* BEGIN Data lines *

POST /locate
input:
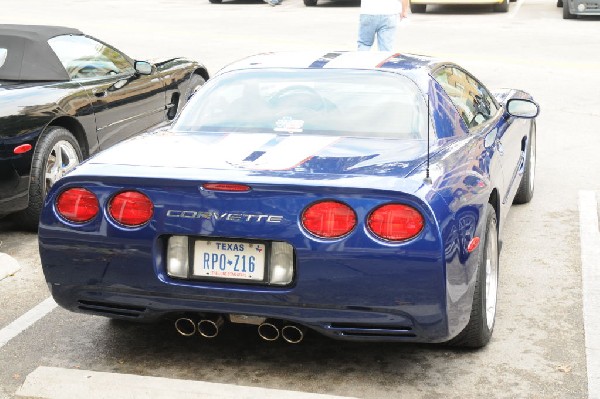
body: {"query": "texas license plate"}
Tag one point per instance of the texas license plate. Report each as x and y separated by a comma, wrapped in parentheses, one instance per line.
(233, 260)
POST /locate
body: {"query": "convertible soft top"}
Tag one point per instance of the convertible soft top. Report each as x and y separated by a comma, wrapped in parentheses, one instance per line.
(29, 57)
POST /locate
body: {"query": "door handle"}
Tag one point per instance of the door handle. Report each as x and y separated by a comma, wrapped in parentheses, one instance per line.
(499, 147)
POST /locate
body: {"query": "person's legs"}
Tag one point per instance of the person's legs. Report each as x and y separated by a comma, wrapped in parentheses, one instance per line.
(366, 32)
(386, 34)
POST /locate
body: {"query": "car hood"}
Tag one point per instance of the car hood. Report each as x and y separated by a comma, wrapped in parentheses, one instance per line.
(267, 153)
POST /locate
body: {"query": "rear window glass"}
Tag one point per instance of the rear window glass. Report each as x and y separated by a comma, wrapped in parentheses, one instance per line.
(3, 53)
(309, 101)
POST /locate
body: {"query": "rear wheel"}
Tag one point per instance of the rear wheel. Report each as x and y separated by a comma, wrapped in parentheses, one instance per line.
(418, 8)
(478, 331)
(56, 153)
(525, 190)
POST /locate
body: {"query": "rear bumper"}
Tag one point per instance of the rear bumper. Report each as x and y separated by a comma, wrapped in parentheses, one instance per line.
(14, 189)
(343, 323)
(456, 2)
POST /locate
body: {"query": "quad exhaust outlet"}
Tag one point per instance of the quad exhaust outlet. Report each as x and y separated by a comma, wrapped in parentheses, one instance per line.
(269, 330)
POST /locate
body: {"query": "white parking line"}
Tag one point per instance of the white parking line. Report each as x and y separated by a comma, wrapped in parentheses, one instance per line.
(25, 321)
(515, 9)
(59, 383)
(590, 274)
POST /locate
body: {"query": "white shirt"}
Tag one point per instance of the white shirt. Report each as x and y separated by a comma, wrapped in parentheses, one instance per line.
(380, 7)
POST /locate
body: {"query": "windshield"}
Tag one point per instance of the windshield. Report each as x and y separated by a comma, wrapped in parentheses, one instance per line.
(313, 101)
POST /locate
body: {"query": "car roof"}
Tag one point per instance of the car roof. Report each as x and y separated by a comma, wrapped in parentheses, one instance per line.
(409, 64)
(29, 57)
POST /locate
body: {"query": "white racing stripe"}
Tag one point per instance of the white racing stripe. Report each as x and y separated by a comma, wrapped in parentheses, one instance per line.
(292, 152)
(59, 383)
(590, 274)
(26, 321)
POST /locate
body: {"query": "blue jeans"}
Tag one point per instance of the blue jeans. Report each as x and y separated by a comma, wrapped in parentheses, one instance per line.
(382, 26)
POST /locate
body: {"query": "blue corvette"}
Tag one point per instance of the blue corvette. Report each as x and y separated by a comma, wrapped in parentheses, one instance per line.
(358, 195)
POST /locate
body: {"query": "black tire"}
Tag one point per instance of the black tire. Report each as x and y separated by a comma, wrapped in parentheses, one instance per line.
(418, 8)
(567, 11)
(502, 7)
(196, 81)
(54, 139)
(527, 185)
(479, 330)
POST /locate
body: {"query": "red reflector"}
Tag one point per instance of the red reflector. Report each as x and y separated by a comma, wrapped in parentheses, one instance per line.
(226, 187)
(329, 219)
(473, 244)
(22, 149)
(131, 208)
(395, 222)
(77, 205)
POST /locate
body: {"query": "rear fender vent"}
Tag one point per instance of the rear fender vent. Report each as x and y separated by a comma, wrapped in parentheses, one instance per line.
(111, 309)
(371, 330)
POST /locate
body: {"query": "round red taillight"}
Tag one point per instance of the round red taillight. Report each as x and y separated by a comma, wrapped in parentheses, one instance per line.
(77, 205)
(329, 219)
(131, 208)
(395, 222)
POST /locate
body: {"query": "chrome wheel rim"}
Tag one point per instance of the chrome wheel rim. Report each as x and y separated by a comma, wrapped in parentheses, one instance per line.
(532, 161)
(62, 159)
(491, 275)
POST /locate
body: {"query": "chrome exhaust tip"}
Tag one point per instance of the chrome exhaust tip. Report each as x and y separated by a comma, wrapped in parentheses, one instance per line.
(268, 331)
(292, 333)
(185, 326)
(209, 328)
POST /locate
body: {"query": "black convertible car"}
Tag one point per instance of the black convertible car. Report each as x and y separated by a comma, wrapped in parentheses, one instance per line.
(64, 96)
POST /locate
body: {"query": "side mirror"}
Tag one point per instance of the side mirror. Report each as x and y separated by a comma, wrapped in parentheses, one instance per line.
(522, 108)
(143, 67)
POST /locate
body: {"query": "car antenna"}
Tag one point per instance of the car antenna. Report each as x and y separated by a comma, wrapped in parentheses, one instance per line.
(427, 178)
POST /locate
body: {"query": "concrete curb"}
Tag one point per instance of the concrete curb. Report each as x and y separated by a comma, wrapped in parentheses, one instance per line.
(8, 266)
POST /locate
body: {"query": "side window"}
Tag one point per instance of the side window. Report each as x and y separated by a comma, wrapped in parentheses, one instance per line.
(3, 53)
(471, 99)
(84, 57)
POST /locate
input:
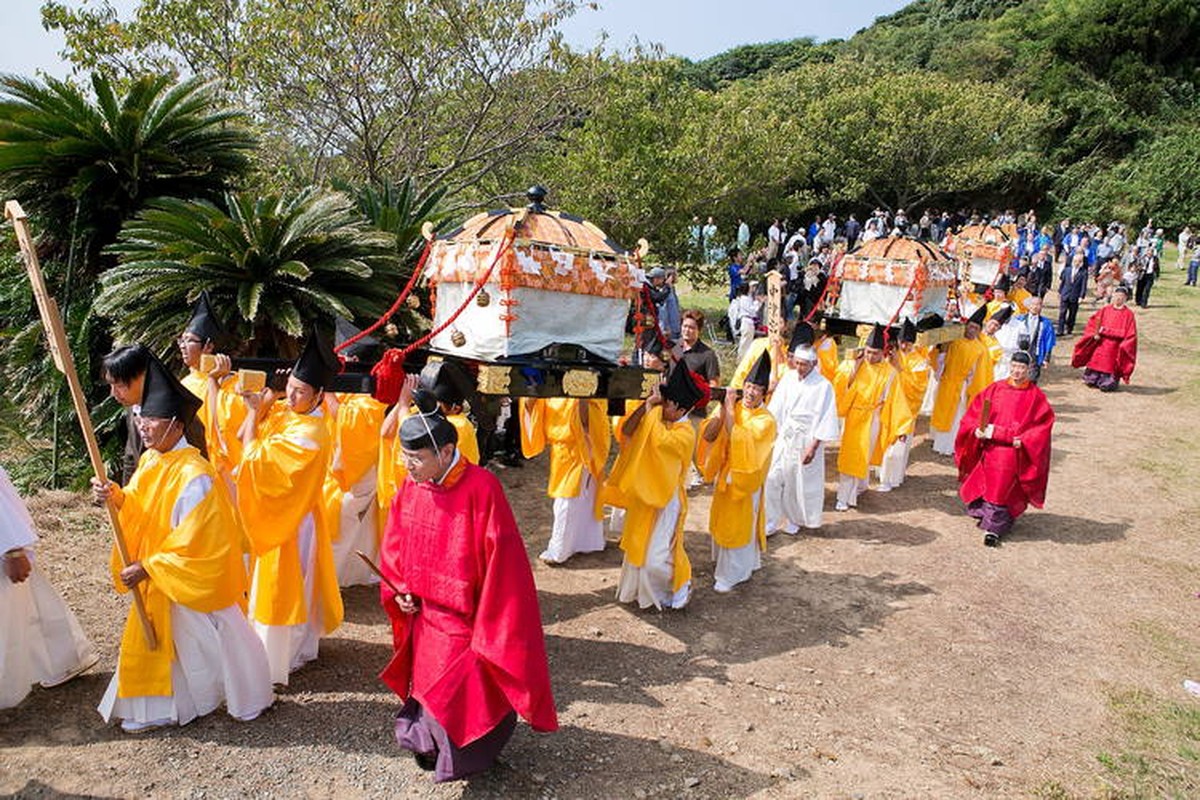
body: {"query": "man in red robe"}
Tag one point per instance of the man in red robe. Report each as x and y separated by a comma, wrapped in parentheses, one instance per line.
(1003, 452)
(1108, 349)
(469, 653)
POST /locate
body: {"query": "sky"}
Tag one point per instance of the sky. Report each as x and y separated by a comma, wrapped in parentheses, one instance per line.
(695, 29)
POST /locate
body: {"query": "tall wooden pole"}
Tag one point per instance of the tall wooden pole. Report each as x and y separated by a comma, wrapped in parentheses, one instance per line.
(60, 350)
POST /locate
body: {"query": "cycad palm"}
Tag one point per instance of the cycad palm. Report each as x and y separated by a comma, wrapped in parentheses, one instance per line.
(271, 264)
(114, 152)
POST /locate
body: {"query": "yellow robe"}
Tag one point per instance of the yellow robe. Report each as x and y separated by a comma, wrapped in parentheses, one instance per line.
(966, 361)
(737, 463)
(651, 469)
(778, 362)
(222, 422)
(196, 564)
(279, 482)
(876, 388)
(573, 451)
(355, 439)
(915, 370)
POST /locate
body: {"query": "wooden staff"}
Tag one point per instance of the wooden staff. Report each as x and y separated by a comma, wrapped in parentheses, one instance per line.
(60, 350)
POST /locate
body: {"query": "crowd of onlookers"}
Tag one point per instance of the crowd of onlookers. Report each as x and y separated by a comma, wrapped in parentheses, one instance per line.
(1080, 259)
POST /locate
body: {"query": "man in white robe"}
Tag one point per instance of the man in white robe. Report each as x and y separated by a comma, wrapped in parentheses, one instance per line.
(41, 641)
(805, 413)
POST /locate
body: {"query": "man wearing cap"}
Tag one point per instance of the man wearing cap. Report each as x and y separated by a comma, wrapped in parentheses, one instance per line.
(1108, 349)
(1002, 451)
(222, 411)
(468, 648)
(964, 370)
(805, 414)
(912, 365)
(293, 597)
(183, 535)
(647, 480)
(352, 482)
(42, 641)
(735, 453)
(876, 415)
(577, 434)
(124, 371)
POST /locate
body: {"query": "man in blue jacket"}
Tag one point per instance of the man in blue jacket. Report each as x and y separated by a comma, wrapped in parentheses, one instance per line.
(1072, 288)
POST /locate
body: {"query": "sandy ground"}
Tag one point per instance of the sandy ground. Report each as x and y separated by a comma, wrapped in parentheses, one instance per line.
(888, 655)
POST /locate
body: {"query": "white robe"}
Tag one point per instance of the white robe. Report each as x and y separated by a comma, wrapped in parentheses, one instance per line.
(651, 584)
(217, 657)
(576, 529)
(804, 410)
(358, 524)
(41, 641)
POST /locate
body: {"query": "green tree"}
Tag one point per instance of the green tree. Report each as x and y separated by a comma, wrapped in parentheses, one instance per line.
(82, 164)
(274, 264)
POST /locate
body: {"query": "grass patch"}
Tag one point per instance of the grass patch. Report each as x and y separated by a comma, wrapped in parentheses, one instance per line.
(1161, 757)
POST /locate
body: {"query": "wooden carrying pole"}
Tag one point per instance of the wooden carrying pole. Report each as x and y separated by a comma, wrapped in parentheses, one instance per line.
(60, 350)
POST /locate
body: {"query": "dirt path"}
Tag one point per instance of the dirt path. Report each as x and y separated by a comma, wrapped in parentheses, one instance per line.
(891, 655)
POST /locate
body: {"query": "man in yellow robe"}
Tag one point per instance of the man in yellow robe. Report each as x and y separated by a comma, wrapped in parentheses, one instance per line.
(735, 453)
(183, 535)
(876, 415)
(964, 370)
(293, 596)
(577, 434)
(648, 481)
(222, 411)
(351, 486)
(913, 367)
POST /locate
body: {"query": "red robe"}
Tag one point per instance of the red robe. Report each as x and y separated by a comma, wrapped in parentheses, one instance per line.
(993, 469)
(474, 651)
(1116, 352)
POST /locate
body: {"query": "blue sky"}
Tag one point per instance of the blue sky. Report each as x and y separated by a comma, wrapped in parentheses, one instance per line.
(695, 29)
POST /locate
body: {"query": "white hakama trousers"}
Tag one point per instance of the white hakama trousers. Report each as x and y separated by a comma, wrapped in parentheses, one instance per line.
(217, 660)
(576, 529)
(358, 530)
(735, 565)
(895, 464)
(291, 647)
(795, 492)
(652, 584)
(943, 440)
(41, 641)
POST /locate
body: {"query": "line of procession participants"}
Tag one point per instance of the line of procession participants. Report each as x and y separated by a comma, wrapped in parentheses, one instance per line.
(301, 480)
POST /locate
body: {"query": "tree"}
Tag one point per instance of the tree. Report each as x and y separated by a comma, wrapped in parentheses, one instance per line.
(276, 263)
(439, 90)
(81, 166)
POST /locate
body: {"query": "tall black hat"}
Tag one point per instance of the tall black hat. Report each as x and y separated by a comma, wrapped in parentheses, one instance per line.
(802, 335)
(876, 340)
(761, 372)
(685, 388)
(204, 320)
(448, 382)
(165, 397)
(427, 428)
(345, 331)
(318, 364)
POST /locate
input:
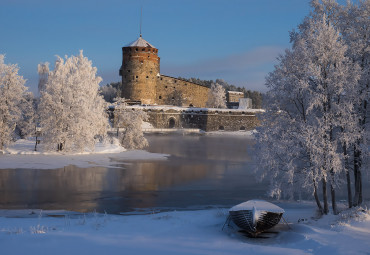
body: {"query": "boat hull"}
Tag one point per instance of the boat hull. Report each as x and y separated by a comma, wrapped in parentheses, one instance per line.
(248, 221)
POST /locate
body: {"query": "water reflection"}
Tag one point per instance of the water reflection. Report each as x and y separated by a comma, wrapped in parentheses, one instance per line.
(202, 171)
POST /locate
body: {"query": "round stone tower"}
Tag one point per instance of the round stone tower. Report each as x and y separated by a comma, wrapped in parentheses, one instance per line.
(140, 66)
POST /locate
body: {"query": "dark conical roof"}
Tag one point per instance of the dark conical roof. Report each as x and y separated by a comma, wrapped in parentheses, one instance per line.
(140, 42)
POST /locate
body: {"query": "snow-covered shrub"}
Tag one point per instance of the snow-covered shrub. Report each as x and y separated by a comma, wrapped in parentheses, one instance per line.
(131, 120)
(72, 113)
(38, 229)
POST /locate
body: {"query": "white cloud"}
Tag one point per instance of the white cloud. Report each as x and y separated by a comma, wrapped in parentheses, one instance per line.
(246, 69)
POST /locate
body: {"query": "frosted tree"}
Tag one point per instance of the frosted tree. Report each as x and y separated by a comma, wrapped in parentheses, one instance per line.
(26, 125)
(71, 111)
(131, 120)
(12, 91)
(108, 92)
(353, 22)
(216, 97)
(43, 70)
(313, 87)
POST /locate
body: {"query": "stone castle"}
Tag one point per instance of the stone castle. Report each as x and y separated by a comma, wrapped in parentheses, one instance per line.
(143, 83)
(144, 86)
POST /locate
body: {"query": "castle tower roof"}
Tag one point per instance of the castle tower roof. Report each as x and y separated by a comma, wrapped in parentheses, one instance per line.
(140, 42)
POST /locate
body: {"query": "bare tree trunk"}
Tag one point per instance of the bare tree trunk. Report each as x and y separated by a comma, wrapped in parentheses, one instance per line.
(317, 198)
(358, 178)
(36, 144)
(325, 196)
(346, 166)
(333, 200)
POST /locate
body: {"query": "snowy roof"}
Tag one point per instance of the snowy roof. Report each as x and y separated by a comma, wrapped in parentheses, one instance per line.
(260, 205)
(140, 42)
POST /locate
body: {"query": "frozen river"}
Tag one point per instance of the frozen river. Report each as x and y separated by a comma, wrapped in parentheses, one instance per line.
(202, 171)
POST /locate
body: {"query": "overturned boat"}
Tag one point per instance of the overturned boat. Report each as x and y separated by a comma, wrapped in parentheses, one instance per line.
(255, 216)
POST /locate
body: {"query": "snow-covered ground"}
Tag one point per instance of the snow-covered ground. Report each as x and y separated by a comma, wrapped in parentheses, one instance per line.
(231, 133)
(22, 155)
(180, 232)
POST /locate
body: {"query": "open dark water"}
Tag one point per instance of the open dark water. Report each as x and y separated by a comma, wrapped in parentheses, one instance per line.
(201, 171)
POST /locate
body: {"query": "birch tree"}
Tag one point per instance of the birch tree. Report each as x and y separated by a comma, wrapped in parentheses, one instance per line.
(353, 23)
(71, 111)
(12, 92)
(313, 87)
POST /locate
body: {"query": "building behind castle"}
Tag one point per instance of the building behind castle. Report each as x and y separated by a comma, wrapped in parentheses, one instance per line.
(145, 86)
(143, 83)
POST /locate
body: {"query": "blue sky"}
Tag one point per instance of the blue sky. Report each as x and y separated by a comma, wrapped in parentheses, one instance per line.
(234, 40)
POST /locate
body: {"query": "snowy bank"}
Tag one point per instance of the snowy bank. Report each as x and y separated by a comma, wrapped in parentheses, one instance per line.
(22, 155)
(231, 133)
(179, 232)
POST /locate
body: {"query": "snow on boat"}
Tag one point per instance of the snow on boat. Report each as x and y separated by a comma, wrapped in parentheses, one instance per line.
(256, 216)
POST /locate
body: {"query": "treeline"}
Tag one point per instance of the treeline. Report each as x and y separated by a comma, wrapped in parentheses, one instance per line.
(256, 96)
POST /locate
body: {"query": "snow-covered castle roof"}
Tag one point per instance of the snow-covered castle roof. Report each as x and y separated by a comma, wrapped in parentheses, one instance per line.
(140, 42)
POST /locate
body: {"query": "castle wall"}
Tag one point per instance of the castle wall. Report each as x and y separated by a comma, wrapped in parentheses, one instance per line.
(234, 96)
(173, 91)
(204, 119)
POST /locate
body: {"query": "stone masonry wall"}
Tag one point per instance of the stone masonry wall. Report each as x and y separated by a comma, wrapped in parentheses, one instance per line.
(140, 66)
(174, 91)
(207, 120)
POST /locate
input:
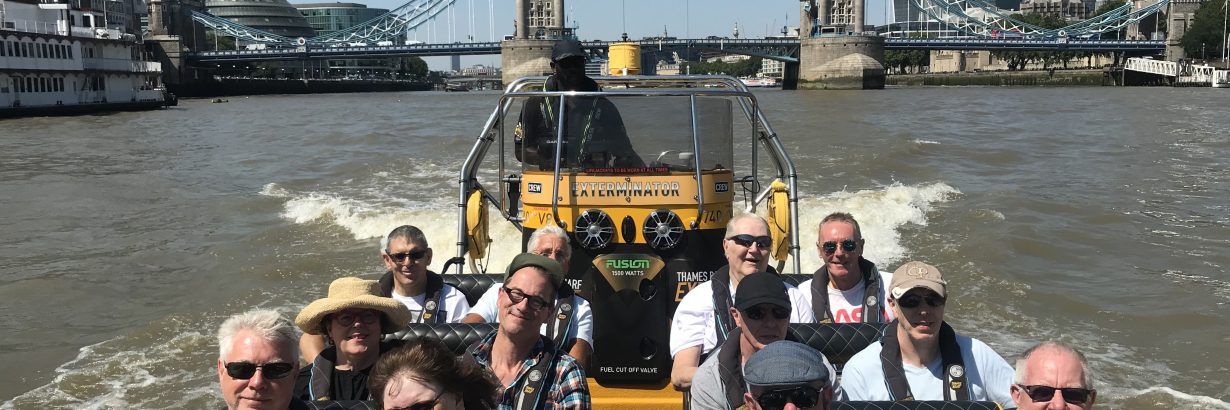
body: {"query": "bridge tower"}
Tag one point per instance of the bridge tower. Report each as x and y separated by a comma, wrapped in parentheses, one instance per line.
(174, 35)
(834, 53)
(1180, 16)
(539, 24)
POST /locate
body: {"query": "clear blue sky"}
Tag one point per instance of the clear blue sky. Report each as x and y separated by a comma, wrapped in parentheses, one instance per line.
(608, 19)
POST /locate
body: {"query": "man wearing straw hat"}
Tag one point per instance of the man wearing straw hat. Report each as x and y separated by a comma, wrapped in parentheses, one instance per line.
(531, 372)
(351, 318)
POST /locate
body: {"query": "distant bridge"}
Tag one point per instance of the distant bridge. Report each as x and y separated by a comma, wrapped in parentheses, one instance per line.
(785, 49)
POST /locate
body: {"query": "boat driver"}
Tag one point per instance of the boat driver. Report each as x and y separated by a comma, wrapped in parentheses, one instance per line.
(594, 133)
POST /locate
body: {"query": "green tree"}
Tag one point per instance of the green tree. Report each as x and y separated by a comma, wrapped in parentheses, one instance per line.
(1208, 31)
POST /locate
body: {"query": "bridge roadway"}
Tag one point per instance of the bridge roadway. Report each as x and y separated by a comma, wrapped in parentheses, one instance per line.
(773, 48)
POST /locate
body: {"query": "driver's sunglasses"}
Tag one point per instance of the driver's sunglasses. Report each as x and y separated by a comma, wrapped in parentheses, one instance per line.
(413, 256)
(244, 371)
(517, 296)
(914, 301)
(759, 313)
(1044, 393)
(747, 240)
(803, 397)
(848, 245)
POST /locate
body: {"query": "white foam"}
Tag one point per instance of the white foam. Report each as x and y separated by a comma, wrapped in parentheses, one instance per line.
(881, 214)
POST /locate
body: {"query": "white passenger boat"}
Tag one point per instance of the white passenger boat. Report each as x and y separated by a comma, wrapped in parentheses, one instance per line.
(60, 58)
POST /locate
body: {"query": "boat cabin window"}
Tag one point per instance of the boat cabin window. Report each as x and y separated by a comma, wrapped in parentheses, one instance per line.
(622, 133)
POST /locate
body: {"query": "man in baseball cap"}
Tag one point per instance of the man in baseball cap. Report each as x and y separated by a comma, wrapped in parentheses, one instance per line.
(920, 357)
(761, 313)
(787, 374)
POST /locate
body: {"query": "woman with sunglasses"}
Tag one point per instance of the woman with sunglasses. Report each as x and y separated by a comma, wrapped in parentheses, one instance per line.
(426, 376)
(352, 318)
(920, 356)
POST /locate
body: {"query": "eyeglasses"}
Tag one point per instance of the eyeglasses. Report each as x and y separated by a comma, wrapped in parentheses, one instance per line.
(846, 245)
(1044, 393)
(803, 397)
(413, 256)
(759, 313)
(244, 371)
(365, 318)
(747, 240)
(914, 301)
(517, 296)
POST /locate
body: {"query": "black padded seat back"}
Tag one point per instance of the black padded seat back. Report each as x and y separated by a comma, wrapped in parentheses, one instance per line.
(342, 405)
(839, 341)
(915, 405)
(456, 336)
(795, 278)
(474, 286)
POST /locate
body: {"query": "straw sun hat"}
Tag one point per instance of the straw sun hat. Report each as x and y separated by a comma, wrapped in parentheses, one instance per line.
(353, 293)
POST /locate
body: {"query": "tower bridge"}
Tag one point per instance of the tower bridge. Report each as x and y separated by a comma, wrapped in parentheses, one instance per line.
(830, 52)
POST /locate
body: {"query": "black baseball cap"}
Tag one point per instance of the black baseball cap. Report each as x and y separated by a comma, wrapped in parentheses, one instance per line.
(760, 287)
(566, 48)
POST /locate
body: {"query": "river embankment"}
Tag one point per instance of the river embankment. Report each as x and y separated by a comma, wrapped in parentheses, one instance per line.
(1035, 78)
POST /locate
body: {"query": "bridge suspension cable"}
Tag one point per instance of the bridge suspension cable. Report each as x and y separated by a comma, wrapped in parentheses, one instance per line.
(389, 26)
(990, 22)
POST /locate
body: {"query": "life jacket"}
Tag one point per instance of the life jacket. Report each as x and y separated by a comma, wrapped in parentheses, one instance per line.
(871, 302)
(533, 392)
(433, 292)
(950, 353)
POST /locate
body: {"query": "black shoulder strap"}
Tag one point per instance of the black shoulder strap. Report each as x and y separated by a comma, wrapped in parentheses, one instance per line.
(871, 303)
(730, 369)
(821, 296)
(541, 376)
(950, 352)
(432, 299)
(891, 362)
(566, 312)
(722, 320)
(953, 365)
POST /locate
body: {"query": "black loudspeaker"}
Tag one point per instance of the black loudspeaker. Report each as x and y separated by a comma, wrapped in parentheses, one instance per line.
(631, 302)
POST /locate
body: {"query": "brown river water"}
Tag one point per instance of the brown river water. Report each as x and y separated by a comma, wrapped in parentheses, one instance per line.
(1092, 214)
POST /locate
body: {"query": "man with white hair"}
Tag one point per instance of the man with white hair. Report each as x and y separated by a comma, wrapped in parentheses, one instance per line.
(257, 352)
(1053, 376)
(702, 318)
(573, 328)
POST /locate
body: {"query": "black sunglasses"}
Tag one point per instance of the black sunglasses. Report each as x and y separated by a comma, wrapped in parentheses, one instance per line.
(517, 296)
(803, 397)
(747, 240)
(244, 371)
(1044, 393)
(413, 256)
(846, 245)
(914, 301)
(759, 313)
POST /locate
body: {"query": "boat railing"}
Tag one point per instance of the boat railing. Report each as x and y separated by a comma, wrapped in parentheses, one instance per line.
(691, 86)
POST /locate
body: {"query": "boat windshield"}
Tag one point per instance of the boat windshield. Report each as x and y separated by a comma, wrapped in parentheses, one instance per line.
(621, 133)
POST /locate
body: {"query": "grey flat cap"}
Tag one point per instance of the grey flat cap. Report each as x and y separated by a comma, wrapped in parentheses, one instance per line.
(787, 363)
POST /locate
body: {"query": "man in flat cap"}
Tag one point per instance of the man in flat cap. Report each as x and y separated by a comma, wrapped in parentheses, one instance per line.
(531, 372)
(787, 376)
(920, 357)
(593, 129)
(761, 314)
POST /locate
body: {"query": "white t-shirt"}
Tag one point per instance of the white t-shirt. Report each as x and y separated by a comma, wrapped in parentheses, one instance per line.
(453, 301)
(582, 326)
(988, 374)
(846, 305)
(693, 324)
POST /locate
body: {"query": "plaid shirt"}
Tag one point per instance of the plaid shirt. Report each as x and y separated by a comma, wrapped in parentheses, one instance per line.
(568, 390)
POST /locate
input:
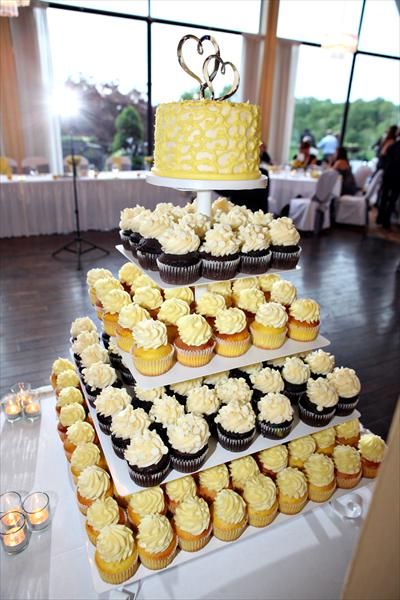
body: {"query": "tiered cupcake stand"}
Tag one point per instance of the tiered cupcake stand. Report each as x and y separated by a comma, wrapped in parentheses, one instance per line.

* END Data lines *

* _Job_
Filter the rows above down to the lines that contain the word "crowd", and copy each of those lines in full.

* _Answer below_
body: {"query": "crowd of onlookers"}
Tag one point per instance of the crowd of onlookers. Report each as x and y separated by a comma, wrapped in parentheses, one instance per line.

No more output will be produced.